# Information given
* * *
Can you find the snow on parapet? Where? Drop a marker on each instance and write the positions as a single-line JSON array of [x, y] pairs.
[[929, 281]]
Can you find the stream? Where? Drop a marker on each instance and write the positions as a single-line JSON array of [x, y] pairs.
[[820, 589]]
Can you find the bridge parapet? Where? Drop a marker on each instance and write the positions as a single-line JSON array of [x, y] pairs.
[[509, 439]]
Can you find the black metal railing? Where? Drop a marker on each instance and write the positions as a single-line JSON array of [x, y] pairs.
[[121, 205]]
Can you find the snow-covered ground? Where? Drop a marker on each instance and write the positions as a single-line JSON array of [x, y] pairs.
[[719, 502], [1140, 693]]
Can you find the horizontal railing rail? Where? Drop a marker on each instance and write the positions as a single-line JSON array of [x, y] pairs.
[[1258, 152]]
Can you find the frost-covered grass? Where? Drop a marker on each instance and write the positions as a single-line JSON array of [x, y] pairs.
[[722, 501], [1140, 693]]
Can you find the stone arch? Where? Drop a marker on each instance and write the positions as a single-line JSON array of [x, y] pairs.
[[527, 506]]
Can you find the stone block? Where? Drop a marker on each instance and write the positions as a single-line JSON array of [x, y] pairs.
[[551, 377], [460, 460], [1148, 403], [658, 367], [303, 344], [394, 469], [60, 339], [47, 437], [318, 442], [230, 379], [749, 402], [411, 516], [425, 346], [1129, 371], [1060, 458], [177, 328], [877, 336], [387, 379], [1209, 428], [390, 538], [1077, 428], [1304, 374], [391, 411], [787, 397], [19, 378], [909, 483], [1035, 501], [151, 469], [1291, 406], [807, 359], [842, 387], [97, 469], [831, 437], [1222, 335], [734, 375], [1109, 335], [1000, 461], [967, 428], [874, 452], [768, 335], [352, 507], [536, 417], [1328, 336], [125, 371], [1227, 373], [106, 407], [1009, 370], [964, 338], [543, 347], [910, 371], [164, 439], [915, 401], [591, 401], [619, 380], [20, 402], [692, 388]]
* * *
# To do
What you write should match, character for character, the lines from the one with "Can you find the stone block?" to the end of the data, both included.

# Result of this task
Can you find the stone block? Where? Drop a marker on each instance and write the positions as a single-line JSON array of [x, y] pairs.
[[551, 377], [460, 460], [1148, 403], [658, 367], [303, 344], [394, 469], [60, 339], [47, 437], [318, 442], [230, 379], [749, 402], [411, 516], [425, 346], [1129, 371], [1060, 458], [177, 328], [877, 336], [387, 379], [1209, 428], [390, 538], [1077, 428], [1304, 374], [391, 411], [787, 397], [19, 378], [909, 483], [1035, 501], [151, 469], [1291, 406], [807, 359], [842, 387], [97, 469], [831, 437], [1222, 335], [734, 375], [1109, 335], [1000, 461], [967, 428], [874, 452], [768, 335], [352, 507], [536, 417], [1328, 336], [125, 371], [1227, 373], [106, 407], [1009, 370], [964, 338], [543, 347], [910, 371], [164, 439], [915, 401], [591, 401], [619, 380], [20, 402], [692, 388]]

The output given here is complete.